(Dataset entries)

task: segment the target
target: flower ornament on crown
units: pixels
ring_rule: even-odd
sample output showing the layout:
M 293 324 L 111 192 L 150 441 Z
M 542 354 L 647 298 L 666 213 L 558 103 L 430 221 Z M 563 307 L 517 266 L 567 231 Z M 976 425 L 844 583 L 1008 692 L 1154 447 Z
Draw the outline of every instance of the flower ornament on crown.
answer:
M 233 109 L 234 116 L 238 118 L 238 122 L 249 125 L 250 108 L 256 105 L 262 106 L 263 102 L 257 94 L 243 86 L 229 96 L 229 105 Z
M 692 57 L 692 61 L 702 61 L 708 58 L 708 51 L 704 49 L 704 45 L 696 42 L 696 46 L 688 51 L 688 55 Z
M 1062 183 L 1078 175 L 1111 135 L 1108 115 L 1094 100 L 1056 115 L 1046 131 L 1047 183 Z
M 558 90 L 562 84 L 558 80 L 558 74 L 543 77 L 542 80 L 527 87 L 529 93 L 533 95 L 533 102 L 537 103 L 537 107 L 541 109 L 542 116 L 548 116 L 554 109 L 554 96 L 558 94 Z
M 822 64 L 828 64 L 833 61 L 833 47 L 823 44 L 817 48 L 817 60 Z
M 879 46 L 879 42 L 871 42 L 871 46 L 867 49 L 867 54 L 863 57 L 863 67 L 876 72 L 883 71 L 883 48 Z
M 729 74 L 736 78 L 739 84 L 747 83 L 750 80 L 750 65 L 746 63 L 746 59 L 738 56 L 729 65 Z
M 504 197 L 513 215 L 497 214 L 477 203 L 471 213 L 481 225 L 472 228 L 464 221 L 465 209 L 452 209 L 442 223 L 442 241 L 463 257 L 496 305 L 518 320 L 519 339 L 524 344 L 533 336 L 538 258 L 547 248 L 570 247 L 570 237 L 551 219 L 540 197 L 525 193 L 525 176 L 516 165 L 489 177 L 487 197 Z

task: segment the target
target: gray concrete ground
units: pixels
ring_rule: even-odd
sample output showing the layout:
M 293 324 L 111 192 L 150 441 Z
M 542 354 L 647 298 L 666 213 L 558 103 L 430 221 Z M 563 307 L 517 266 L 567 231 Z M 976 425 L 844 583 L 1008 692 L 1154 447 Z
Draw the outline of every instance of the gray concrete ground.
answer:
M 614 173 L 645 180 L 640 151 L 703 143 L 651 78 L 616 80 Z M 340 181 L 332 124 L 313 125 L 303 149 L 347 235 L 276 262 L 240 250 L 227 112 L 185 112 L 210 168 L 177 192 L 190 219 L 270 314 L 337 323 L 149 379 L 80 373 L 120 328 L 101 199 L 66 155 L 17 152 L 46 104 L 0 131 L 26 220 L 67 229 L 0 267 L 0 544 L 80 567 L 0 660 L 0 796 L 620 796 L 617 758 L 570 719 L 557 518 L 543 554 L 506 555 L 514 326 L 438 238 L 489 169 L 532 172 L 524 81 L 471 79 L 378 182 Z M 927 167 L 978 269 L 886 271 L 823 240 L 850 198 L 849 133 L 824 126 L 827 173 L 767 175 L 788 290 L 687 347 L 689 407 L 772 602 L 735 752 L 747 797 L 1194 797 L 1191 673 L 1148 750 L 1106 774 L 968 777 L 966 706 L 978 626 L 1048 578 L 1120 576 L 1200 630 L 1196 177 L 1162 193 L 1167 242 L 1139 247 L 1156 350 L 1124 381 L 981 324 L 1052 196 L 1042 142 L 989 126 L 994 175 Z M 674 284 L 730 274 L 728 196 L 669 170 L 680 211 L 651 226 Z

● **Task description**:
Give only the lines from the one holding "target: flower ornament on crown" through the one holding "Draw the outline of every instance of the flower", each restated exactly as it appears above.

● **Solution below**:
target: flower ornament on crown
units: pixels
ring_rule: even-odd
sample output showing the layout:
M 293 324 L 111 192 L 150 441 Z
M 542 354 L 647 298 L 666 213 L 558 103 L 430 221 Z M 563 307 L 517 266 L 567 231 Z M 976 425 L 844 583 L 1008 692 L 1154 447 Z
Draw the outline of every instance of the flower ornament on crown.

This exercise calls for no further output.